§ **Textauszug**:
Randmenschen auf der Suche nach einem Kompass

Dienstag, 12. November 2013 | Text: Stephan Martin Meyer | Bild: Taimas Ahangari

Geschätzte Lesezeit: 2 Minuten

Die Bühne ist fast bis zur Decke mit Bierkästen voll gestellt. Die Türme scheinen bei der kleinsten Berührung zu schwanken, drohen alles unter sich zu begraben. Schmale Gänge, schwer einsehbar, bieten die einzige Möglichkeit, sich zwischen ihnen hindurch zu bewegen. So oder so ähnlich stellt sich das Leben für diejenigen dar, die in der Pubertät von Hormonen überschwemmt werden.

Dante, Kate und Ben leben hier. Jeder in seiner Welt, die geprägt ist von Unsicherheit und von Eltern, die wenig Zugang zu ihren halbwüchsigen Kindern haben. Dantes Vater säuft und prügelt, Kates Mutter lässt ihrer Tochter zwar alle Freiheiten, bietet ihr aber keinen Rahmen zu, Bens Vater ist Pastor und seine Eltern somit ganz auf den Herrn fokussiert. Da bleibt wenig Transparenz für unterschiedliche Generationen.

§ **Aufgaben**:
1. Formuliere den Textauszug über Dante, Kate und Ben zwischen „Dienstag, 12. November“ und „Hormonen überschwemmt werden.“ einschließlich neu, wobei „Bierkästen“ durch „Getränkekisten“ ersetzt wird.
2. Setze den Textauszug über Dante, Kate und Ben im Anschluss an seinen letzten Satz fort.

§ **Datenauszüge**:
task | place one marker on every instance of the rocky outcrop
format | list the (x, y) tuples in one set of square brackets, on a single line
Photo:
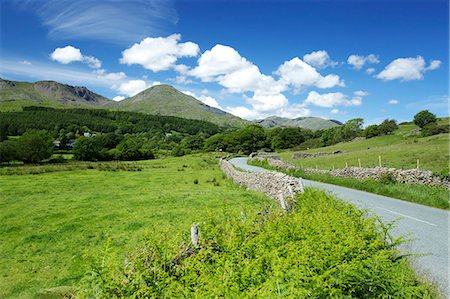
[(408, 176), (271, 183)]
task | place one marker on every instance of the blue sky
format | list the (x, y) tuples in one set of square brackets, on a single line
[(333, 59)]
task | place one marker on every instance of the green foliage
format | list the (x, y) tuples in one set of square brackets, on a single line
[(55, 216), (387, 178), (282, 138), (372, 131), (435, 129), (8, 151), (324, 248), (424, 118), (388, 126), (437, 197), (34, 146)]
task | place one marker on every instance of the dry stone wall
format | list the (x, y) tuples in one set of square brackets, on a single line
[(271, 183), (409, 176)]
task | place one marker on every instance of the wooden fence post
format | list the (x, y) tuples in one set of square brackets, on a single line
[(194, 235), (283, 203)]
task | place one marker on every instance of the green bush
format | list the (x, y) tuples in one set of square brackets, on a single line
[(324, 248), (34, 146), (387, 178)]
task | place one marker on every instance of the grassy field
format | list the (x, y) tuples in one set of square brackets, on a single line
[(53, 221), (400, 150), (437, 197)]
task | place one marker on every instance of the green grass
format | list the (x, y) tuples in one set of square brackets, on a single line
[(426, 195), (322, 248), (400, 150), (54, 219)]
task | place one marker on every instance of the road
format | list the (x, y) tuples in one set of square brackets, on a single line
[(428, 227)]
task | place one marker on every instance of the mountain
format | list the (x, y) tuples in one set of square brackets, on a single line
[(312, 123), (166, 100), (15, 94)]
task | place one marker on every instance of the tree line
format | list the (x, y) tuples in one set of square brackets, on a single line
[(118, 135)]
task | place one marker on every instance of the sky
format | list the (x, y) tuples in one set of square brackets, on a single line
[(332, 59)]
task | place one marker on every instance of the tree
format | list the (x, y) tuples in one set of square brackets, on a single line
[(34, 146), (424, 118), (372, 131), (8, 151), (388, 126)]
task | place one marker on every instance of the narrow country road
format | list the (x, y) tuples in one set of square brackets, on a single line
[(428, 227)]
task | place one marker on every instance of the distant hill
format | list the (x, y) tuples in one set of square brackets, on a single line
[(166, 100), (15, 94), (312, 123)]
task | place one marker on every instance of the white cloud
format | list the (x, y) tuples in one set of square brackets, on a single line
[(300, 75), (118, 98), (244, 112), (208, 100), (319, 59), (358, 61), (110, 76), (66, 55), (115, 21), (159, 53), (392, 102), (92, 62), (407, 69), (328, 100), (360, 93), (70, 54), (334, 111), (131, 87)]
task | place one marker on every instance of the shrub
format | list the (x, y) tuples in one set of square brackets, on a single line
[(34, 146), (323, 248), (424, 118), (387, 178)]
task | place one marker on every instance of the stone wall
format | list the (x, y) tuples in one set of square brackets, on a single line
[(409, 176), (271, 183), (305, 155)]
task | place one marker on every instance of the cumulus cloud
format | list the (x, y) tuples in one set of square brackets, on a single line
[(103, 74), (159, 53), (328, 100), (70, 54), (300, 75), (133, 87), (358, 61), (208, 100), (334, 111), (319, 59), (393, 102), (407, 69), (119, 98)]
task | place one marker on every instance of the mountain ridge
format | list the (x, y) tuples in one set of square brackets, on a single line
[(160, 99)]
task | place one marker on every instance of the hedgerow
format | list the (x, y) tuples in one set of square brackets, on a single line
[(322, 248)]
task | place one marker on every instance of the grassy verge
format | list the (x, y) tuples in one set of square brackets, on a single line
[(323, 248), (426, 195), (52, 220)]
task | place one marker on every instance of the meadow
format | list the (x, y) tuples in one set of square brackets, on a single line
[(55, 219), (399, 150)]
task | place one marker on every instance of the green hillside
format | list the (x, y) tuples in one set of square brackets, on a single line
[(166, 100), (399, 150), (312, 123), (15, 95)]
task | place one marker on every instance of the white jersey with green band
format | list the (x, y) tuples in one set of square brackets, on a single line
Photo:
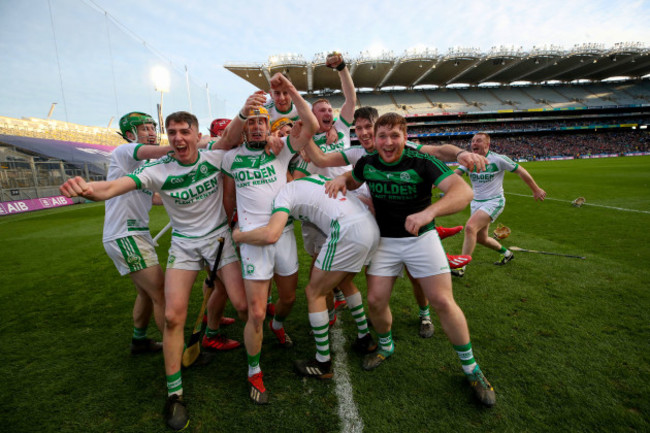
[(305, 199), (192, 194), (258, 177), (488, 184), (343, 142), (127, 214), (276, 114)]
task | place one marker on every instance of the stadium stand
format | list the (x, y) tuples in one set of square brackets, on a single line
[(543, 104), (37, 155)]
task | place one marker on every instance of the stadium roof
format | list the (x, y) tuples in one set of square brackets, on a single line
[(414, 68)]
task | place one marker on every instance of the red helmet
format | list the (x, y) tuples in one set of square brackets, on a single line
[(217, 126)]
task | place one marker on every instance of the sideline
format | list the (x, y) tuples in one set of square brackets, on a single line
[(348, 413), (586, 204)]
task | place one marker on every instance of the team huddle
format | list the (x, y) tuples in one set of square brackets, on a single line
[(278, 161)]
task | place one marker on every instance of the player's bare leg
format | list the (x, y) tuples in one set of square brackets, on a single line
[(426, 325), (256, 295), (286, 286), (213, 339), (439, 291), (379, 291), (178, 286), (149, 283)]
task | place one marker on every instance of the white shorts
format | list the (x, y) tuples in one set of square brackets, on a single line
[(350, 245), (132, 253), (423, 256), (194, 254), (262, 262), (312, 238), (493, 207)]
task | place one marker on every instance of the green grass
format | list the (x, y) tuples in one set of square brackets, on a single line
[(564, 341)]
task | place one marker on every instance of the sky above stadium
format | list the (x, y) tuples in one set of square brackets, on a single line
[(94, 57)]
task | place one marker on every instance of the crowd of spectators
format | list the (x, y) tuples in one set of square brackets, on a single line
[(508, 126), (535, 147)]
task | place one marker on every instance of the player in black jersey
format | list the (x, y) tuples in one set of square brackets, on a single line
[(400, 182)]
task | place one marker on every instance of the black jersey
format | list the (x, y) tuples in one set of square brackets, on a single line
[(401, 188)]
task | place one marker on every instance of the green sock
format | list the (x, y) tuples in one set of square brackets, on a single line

§ **Lösungen**:
1.
Dienstag, 12. November 2013 | Text: Stephan Martin Meyer | Bild: Taimas Ahangari

Geschätzte Lesezeit: 2 Minuten

Die Bühne ist fast bis zur Decke mit Getränkekisten voll gestellt. Die Türme scheinen bei der kleinsten Berührung zu schwanken, drohen alles unter sich zu begraben. Schmale Gänge, schwer einsehbar, bieten die einzige Möglichkeit, sich zwischen ihnen hindurch zu bewegen. So oder so ähnlich stellt sich das Leben für diejenigen dar, die in der Pubertät von Hormonen überschwemmt werden.

2.
„Ich kann nicht schlafen“, sagt Dante zu Beginn. Dieser Gedanke zieht sich durch die ganze Aufführung. Dante träumt von Kate, will ihr näher kommen, weiß aber nicht, wie er das anstellen soll. Denn: Kate eilt der Ruf voraus, Striche zu machen. Einen Strich für jeden Jungen, den sie küsst, einen für jeden, mit dem sie schläft. Und Dante möchte kein Strich sein. Er will mehr.

Kate und Dante sind die besten Freunde, die sich alles erzählen, gemeinsam am See sitzen und feiern gehen. Nichts scheint sie auseinander zu bringen. Als Ben jedoch in diese Beziehung eindringt, gerät das scheinbar sichere Verhältnis ins Wanken: Kate liebt Ben, Ben liebt Dante und Dante liebt Kate. Und irgendwie auch umgekehrt. Wobei noch keiner von ihnen genau weiß, was Liebe wirklich bedeutet. Sie sind auf der Suche nach einer Orientierung, nach einem Kompass, der sie vor der ständig im Raum stehenden Überlegung, über den Rand zu springen, das Leben hinter sich zu lassen, beschützen soll.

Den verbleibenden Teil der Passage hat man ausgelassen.